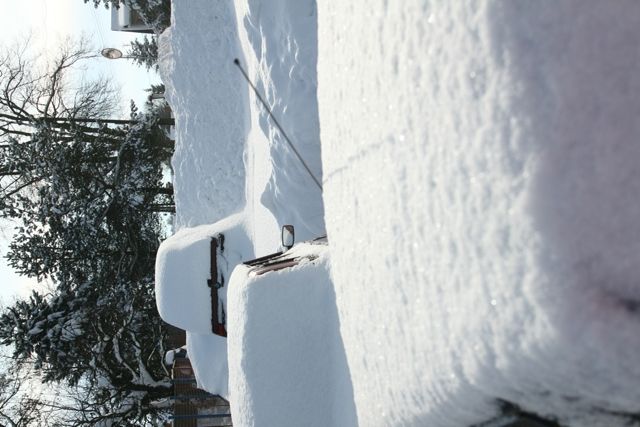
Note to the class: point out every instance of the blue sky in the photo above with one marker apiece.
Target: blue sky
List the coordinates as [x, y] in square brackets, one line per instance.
[49, 22]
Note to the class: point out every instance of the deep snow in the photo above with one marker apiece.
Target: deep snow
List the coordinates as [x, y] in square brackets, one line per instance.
[479, 166]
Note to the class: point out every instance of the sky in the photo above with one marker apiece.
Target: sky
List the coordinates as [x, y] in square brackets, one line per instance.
[48, 22]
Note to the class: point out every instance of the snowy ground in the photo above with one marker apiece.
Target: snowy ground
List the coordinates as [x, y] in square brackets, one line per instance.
[480, 176]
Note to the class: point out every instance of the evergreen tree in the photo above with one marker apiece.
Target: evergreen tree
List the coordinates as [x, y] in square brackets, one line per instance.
[144, 52]
[155, 13]
[87, 193]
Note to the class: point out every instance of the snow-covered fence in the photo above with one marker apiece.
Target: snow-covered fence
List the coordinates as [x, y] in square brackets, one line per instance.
[193, 406]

**Task brief:**
Reproduce every one of the lines above word for word, leaving out the picture.

**Exercise answer:**
Note to the class: point out every instance of the blue sky in the photo above with one marker apiece.
Target: blue sky
List the coordinates as [x, y] in square brackets, one line per instance.
[49, 22]
Note to the class: point out every instance of the deep snow in the photo above with one marker apiece.
Target: deep snow
List the coordinates as [x, y] in square brackets, one line per instance.
[479, 166]
Note to the class: point out every instance of the sky in the photo above with one marker apiece.
Target: sky
List the coordinates as [x, y] in square brackets, one line per instance.
[48, 22]
Note to the class: point out every instance of the snowy ground in the photo above with one marker apiece.
Target: snowy ground
List the coordinates as [x, y] in square brackets, one line per instance.
[480, 176]
Note to the class: point out every instance of the evergreen tree in the photo above with one marker apiece.
Target: evergreen tree
List the coordinates as [x, y] in square brackets, one line per instance.
[144, 52]
[155, 13]
[87, 193]
Note to the class: point out every instance of the snow-covered fence in the photo above with one marker apiece.
Target: snow-covered fence
List the coordinates as [x, y] in square brackets, one line per instance.
[193, 406]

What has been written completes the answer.